Exercise requirements
Copy every one of the lines below word for word, leaving out the pictures.

Material for the task

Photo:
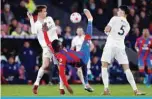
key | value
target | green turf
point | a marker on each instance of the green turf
(53, 90)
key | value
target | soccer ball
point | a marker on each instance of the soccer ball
(75, 17)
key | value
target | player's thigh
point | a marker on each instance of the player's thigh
(149, 63)
(141, 64)
(107, 55)
(121, 56)
(46, 57)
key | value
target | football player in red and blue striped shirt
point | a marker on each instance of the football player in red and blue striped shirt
(144, 46)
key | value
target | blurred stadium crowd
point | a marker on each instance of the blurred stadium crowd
(21, 58)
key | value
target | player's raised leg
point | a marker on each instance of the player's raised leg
(149, 71)
(45, 64)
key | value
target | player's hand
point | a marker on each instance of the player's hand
(69, 89)
(45, 27)
(30, 16)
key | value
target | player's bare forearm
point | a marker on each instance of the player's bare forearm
(107, 29)
(137, 49)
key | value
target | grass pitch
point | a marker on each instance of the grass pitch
(53, 90)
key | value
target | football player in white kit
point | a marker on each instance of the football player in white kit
(117, 29)
(37, 28)
(76, 44)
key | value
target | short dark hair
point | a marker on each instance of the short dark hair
(56, 44)
(125, 9)
(39, 8)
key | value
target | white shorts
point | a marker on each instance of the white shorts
(48, 54)
(110, 52)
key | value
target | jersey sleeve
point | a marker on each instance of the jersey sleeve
(33, 26)
(62, 63)
(73, 44)
(111, 22)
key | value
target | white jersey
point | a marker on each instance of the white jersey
(36, 28)
(77, 42)
(119, 29)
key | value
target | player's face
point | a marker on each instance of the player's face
(43, 13)
(120, 12)
(80, 31)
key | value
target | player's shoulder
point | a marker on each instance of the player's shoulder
(115, 18)
(139, 38)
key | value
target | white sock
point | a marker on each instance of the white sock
(130, 79)
(61, 84)
(39, 76)
(80, 74)
(105, 78)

Task output
Photo:
key | value
target | green turf
point | a marker on each instance of the green turf
(53, 90)
key | value
target | soccer ball
point | a marker on each instance of the soccer ball
(75, 17)
key | value
target | player's thigh
point | a marker on each instance of the player's thigh
(149, 63)
(141, 64)
(107, 55)
(121, 56)
(46, 57)
key | value
target | football player in red and blue striped shirt
point | a marker on each instance of the football player in red and blue striped shirt
(144, 46)
key | value
target | blurred stadium crowd
point | a marker on each instance of the blurred stadium crowd
(21, 58)
key | value
target | player's raised leg
point | a marker on each instance of the player's raised leg
(149, 71)
(45, 64)
key | value
target | player's hand
point | a marker on each instance of the player's hand
(69, 89)
(45, 27)
(30, 16)
key | value
target | player's bare forearm
point | a marker on each instance of the player's bare forearm
(107, 29)
(137, 49)
key | value
target | grass pitch
point | a marker on each instance of the grass pitch
(53, 90)
key | value
target | football player in white kit
point | a marker on each instance of the football player in white kit
(117, 29)
(37, 28)
(76, 44)
key | value
target | short dark hair
point | a marker on each instance of the short dark hair
(56, 44)
(125, 9)
(39, 8)
key | value
target | white shorts
point | a marker on each instance of the white shorts
(48, 54)
(110, 52)
key | value
target | jersey sleeve
point | a marker on each instance of the jersey sleeve
(33, 26)
(62, 63)
(73, 44)
(111, 22)
key | value
target | white jersey
point | a marker on each instance of the white jersey
(36, 28)
(77, 42)
(119, 29)
key | value
target | player's face
point | a marker on each instance of the player's face
(43, 13)
(120, 12)
(80, 31)
key | value
target | player's shoulder
point | a marker on each instance of the player's shoulder
(115, 18)
(139, 38)
key | value
target | white sock
point | a marker on each instance of the white sock
(130, 79)
(61, 84)
(39, 76)
(80, 74)
(105, 78)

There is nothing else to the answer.